■ TASK TO COMPLETE: Return every item below word for word, without carrying out any of them.

========================================

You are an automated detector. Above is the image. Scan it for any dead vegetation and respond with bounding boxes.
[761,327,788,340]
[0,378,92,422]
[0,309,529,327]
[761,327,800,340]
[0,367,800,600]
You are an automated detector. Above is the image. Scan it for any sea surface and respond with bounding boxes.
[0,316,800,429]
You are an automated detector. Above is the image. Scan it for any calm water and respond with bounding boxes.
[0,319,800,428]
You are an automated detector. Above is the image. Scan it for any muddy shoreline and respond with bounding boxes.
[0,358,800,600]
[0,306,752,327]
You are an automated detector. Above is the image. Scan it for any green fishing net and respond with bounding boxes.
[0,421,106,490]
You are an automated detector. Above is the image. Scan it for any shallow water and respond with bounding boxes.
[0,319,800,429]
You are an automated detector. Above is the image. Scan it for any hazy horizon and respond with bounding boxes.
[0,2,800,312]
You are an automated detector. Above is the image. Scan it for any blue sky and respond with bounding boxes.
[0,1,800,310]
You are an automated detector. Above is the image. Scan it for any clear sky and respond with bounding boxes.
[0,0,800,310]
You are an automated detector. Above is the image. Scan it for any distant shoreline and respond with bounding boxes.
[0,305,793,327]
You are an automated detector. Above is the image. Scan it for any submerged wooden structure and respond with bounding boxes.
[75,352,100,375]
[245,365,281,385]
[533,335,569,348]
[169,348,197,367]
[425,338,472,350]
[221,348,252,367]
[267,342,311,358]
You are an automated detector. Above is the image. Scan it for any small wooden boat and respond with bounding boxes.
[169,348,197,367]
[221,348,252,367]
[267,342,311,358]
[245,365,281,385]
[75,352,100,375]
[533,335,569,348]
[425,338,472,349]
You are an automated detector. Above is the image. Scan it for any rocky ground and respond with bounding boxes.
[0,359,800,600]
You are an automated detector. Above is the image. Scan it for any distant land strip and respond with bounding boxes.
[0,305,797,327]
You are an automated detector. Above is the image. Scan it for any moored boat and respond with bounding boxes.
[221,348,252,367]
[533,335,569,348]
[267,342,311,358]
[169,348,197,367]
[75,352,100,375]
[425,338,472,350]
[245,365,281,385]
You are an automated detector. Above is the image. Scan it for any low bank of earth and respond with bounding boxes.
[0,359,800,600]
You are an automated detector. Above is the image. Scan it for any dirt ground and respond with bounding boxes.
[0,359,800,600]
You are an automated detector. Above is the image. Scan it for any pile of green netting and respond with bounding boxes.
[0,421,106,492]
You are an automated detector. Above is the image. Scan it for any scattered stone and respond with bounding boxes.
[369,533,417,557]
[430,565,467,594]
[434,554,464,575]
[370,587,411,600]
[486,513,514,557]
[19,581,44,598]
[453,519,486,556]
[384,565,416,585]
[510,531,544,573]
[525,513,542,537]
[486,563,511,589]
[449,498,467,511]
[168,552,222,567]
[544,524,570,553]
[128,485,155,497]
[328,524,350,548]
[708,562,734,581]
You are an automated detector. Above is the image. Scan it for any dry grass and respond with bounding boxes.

========================================

■ REPLY TO THE TASK:
You are an automated detector. Above is the image. Scan it for any dead vegetation and respond with bounding boxes.
[761,327,788,340]
[0,378,92,422]
[0,309,529,327]
[761,327,800,340]
[0,367,800,600]
You are an automated detector. Above is the image. Scan it for any sea surface and respond with bounding boxes.
[0,316,800,429]
You are an automated detector. Above is the image. Scan it for any calm water and respond with bounding boxes.
[0,319,800,428]
You are an automated detector. Above is the image. Scan it for any muddy shoreline and respond with bounding boxes.
[0,358,800,600]
[0,306,752,327]
You are an automated detector. Above is the image. Scan it for any green fishing net and respond with bounding boxes.
[0,421,106,490]
You are an automated detector. Above is the image. Scan it for any shallow water and respond with bounding boxes.
[0,319,800,429]
You are an automated detector. Above is the image. Scan it for any hazy horizon and respond with bounding boxes.
[0,2,800,312]
You are an automated detector. Above is the image. Scan it for any blue sky and respond with bounding boxes.
[0,1,800,310]
You are an automated detector. Above is the image. Scan it for any clear sky and respond with bounding boxes.
[0,0,800,310]
You are an automated detector. Above is the image. Scan it for any distant shoreline and respond with bounding boxes.
[0,305,793,327]
You are an automated detector. Above is the image. Scan it for any submerged wooden structure and respond with bounding boxes.
[75,352,100,375]
[245,365,281,385]
[533,335,569,348]
[169,348,197,367]
[425,338,472,350]
[221,348,252,367]
[267,342,311,358]
You are an automated detector. Above is the image. Scan it for any small wooden boat and respond with bounding boxes.
[169,348,197,367]
[221,348,252,367]
[267,342,311,358]
[245,365,281,385]
[75,352,100,375]
[533,335,569,348]
[425,338,472,349]
You are an automated detector. Above is the image. Scan it for any rocky ground and respond with bounding boxes.
[0,359,800,600]
You are an automated detector. Above is the image. Scan it for any distant land strip and respond with bounding boxes.
[0,305,797,327]
You are an automated detector. Above is the image. Scan it for any moored boat and respond with bounding boxes.
[221,348,252,367]
[533,335,569,348]
[267,342,311,358]
[169,348,197,367]
[75,352,100,375]
[425,338,472,350]
[245,365,281,385]
You are an automated detector. Above is the image. Scan it for any low bank of earth and respond with bounding boxes.
[0,359,800,600]
You are an automated detector. Above is the image. Scan it for any dirt ground and respond with bounding boxes.
[0,359,800,600]
You are an automated detector. Above is the image. Scan it for any pile of green netting and respond with bounding boxes.
[0,421,106,492]
You are an automated detector. Above is the image. Scan it for any scattered stone and respond with bounding boxes.
[369,533,417,557]
[430,565,467,594]
[434,554,464,575]
[370,587,411,600]
[486,513,514,557]
[19,581,44,598]
[453,519,486,556]
[384,565,416,585]
[510,531,544,573]
[525,513,542,537]
[486,563,511,589]
[449,498,467,511]
[168,552,222,567]
[544,524,570,553]
[128,485,155,497]
[328,524,350,548]
[708,562,734,581]
You are an automated detector. Above is the image. Scan it for any dry grass and respond with bounding boxes.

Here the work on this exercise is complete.